*** Opening Task inputs ***
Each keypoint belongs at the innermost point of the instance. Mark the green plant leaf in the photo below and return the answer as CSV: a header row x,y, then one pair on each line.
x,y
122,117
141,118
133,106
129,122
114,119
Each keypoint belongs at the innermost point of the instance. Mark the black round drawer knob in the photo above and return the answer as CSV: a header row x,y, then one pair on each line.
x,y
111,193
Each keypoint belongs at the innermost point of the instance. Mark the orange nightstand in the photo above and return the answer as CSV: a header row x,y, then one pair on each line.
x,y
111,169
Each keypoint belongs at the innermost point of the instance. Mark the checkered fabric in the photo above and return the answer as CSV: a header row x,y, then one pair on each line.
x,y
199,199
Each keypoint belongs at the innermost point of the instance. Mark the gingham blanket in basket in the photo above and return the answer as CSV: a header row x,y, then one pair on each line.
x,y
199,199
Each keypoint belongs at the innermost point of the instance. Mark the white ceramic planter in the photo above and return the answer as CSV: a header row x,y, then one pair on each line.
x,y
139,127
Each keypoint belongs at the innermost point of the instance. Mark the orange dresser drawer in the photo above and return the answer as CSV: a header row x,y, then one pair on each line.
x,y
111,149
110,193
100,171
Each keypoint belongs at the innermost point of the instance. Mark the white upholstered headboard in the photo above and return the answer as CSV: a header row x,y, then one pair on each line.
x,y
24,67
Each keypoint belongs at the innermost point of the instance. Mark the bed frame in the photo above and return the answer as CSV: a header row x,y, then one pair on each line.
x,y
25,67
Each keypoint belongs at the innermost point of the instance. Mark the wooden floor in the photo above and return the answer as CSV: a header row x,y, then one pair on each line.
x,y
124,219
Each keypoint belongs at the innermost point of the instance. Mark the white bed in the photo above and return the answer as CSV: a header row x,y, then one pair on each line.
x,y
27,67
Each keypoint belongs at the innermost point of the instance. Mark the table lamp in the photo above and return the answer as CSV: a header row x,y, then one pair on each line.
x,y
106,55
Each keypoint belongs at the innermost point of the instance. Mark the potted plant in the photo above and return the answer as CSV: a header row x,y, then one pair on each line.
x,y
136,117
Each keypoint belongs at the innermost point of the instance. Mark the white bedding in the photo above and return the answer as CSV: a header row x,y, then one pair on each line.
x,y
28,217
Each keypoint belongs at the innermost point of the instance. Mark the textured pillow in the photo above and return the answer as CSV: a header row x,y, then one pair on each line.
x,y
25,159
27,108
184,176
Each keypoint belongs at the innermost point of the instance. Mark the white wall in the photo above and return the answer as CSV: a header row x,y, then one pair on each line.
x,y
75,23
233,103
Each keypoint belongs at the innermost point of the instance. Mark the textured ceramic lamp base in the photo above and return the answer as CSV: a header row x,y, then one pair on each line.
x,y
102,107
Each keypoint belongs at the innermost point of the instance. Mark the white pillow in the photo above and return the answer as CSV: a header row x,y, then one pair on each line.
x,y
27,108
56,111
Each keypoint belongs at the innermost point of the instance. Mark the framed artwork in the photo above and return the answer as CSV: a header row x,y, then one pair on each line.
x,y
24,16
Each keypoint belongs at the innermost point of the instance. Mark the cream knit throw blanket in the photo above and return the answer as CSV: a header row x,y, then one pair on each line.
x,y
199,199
*** Closing Task inputs ***
Instructions to follow
Copy the records above. Leave out nothing.

Answer
Each keypoint belongs at the innermost point of the instance. Mark the green plant leaf in the photo below and return the answer as CSV: a header row x,y, then one pair on each line.
x,y
122,117
141,118
133,106
129,122
114,119
Each keypoint belongs at the innermost point of the instance. Mark the black round drawer knob in the photo above and return the answer as CSV: a header row x,y, then one pair on each line.
x,y
111,193
Each keypoint belongs at the innermost point of the instance. Mark the orange nightstand in the photo above and return the answer as CSV: a header row x,y, then one pair on each line.
x,y
111,169
Each keypoint belongs at the innermost point of the instance. Mark the checkered fabric in the photo above and return the answer as CSV: a header row x,y, then one pair on each line.
x,y
199,199
Each keypoint belongs at the innermost point of the instance. Mark the gingham blanket in basket in the photo above and return the answer as CSV: a header row x,y, then one pair on each line.
x,y
199,199
Each keypoint belongs at the innermost point of the instance. Mark the white ceramic planter in the photo above and return the answer as CSV: a header row x,y, then one pair on each line.
x,y
139,127
Each keypoint belongs at the innermost point of the instance. Mark the orange dresser drawer in the photo above and return the answer as CSV: a header row x,y, then one pair on each line.
x,y
111,149
110,193
100,171
Each keypoint belongs at the innermost point of the instance. Mark the white upholstered headboard in the photo above and return the answer as CSV: a header row x,y, then one pair on each line.
x,y
24,67
Each keypoint belongs at the innermost point of the instance. Mark the bed frame in the photo above and return the answer as CSV: a header row x,y, then one pair on each line.
x,y
25,67
Each keypoint belongs at the innermost point of the instance. Mark the wooden floor in the photo above and return the answer as CSV: a header row x,y, then one pair on each line.
x,y
124,219
Each keypoint belongs at the innermost point of the instance. Mark the white bed in the photo above and return the answer as CSV: a header row x,y, then one pair on each line.
x,y
27,67
Each keypoint belongs at the innermost point of the instance. Mark the table lamp in the photo above and return the answer as CSV: a header row x,y, then one pair on each line.
x,y
106,55
Each keypoint belongs at the innermost point of the instance. Mark the potted plant in the photo above and return the answer as CSV: a header row x,y, then one pair on each line.
x,y
136,117
Each keypoint belongs at the innermost point of the instance. Mark the white bedding in the photo above and return the answer as CSV: a header row x,y, then one pair on each line.
x,y
28,217
Each keypoint belongs at the innermost point of the instance. Mark the textured pillow in the photo above and return the answer as CSV: a header row x,y, then one pair on each line.
x,y
25,159
27,108
184,176
Each keypoint belongs at the innermost point of the instance. Mark the white wall in the photo above and return the answer as CSV: a header row x,y, then one pair on each line.
x,y
75,23
233,103
Each keypoint belongs at the innermost point of the instance. Mark the textured ceramic lamp base in the photo above and return the answer as CSV: a header row x,y, then one pair on each line.
x,y
102,107
Each keypoint belongs at the innermost point of the instance. Mark the white pillow in the photo above and return the answer as CSV: a header row x,y, then one pair on each line.
x,y
27,108
56,111
Each keypoint belongs at the innermost point of the instance. Mark the framed artwork in the photo above and return the answer as CSV: a header row x,y, then one pair on each line.
x,y
24,16
Each keypoint belongs at the innermost point of the instance. Mark the cream knit throw blanket in the photo above and return the answer as CSV: a header row x,y, then one pair on each line.
x,y
199,199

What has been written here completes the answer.